Work order: Drop the images. Copy every line below character for character.

Region pointing data
━━━━

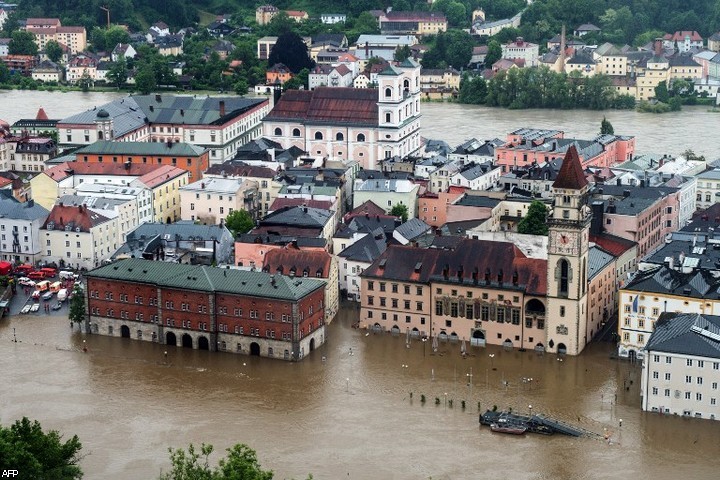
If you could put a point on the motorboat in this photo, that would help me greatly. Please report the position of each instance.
(513, 429)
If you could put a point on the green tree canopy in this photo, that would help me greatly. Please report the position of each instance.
(53, 50)
(535, 222)
(400, 210)
(37, 454)
(606, 127)
(291, 51)
(22, 43)
(241, 463)
(239, 222)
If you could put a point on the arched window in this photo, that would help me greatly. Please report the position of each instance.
(563, 284)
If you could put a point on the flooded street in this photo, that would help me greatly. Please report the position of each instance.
(349, 416)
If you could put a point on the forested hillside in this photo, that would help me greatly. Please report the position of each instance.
(621, 20)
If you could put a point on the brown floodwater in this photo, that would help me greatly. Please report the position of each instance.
(341, 416)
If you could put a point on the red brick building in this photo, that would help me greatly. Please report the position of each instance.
(207, 308)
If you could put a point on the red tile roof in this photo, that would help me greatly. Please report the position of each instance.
(353, 106)
(64, 170)
(612, 244)
(73, 217)
(571, 175)
(472, 257)
(283, 260)
(294, 202)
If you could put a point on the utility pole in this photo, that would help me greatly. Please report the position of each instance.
(107, 11)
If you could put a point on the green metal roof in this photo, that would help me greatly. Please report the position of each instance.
(208, 279)
(143, 148)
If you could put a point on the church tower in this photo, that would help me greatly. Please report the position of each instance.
(569, 227)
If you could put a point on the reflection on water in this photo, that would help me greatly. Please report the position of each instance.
(350, 416)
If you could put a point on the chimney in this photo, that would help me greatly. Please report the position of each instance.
(658, 47)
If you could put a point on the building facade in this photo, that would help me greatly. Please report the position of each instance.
(207, 308)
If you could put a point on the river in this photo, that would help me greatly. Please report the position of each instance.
(338, 415)
(693, 128)
(342, 416)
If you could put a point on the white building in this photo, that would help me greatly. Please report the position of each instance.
(669, 288)
(211, 200)
(331, 18)
(341, 124)
(219, 124)
(20, 230)
(78, 237)
(681, 368)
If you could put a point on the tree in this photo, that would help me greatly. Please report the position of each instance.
(535, 222)
(77, 307)
(401, 211)
(53, 50)
(291, 51)
(494, 53)
(36, 454)
(241, 464)
(118, 72)
(606, 127)
(239, 222)
(402, 53)
(22, 43)
(145, 79)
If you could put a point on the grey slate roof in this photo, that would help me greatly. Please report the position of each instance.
(367, 249)
(208, 279)
(413, 228)
(698, 284)
(12, 209)
(686, 334)
(298, 217)
(597, 261)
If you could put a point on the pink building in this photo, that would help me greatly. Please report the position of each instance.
(528, 145)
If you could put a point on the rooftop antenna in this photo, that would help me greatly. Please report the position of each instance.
(107, 11)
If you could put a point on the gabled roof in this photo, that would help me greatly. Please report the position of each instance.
(571, 175)
(73, 217)
(686, 334)
(304, 263)
(326, 105)
(208, 279)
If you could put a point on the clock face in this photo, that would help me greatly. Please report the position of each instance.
(566, 243)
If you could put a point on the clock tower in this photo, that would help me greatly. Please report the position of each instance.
(567, 275)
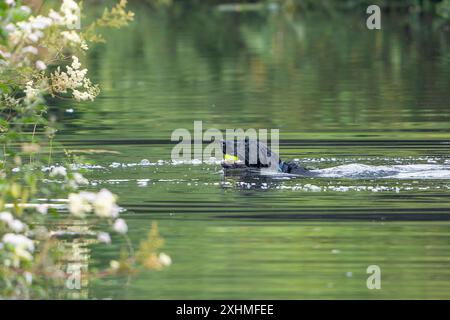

━━━━

Exercise solution:
If you could put a point on the motorboat in this photo, that would help me greatly. Please report the position of each instance.
(513, 429)
If you could put a point on the green tree canopy in this photo, that would help me greatly. Please report the position of each instance.
(53, 50)
(535, 222)
(400, 210)
(37, 454)
(606, 127)
(291, 51)
(22, 43)
(241, 463)
(239, 222)
If you could put a point on the arched window in this photo, that would help me greatly. Please report the position of each instance.
(563, 284)
If you could put a point on the flooded street in this photo, that would help me greatly. Please report the position of each instance.
(349, 416)
If you could put a point on the forested hillside in this photo, that would help me greatly. Please report the position of each instance.
(621, 20)
If you could put a point on the brown floodwater in this photo, that would help me greatly. Please report the position of each instance.
(341, 416)
If you could put a point on the red brick building in this photo, that would help me greatly. Please report the position of each instance.
(207, 308)
If you could put a point on the red tile roof in this photo, that would help me greatly. Please report the position of each instance.
(353, 106)
(64, 170)
(612, 244)
(73, 217)
(571, 175)
(472, 257)
(283, 260)
(294, 202)
If you could put a point on the utility pole in this photo, that would help me greatly. Please report the position of each instance.
(107, 11)
If you could put a point on the green metal roof in this photo, that would help me greatly. Please report the position of each instance.
(208, 279)
(143, 148)
If you could put a point on the church tower in this photo, that would help me greatly. Please report the position of each instance.
(569, 227)
If you could put a point on the reflection on water in this photo, that would help me greatly. Please report the position of each instance.
(350, 416)
If you could put a point on the chimney in this photo, that would help me greatly. Please report the position of each instance.
(658, 47)
If you could put a point on the building facade in this photo, that would help me greatly. Please report the position of each instance.
(207, 308)
If you could put a point on the river in this photo, that would help me greatly. Please report the position of each instance.
(338, 415)
(693, 128)
(342, 416)
If you could put a point on the white building in this photo, that would help me greatly. Please report the position of each instance.
(669, 288)
(211, 200)
(331, 18)
(341, 124)
(219, 124)
(20, 230)
(78, 237)
(681, 368)
If you could put a point on the tree in this photo, that would help me greatly. Please report the position of each instance.
(535, 222)
(77, 307)
(401, 211)
(53, 50)
(291, 51)
(494, 53)
(36, 454)
(241, 464)
(118, 72)
(606, 127)
(239, 222)
(402, 53)
(22, 43)
(145, 79)
If you could put a point on the grey slate roof in this photo, that would help me greatly. Please report the position of each instance.
(367, 249)
(208, 279)
(413, 228)
(698, 284)
(12, 209)
(686, 334)
(298, 217)
(597, 261)
If you could put a point on the pink building in this photo, that would help me greatly. Please report the position of each instance.
(528, 145)
If you could put a point on the rooftop antenna in this photo, that would help me greatly. Please report the position of each instance.
(107, 11)
If you could put a point on the gabled roof in this photo, that would help me greatly. Please report the position of each instance.
(571, 175)
(73, 217)
(686, 334)
(304, 263)
(326, 105)
(208, 279)
If you could put a point on the clock face in this photo, that would help me greatly. Please report the position of each instance.
(566, 243)
If you could put a point on the clock tower in this photo, that would help me greatly. Please report the position of each instance.
(567, 275)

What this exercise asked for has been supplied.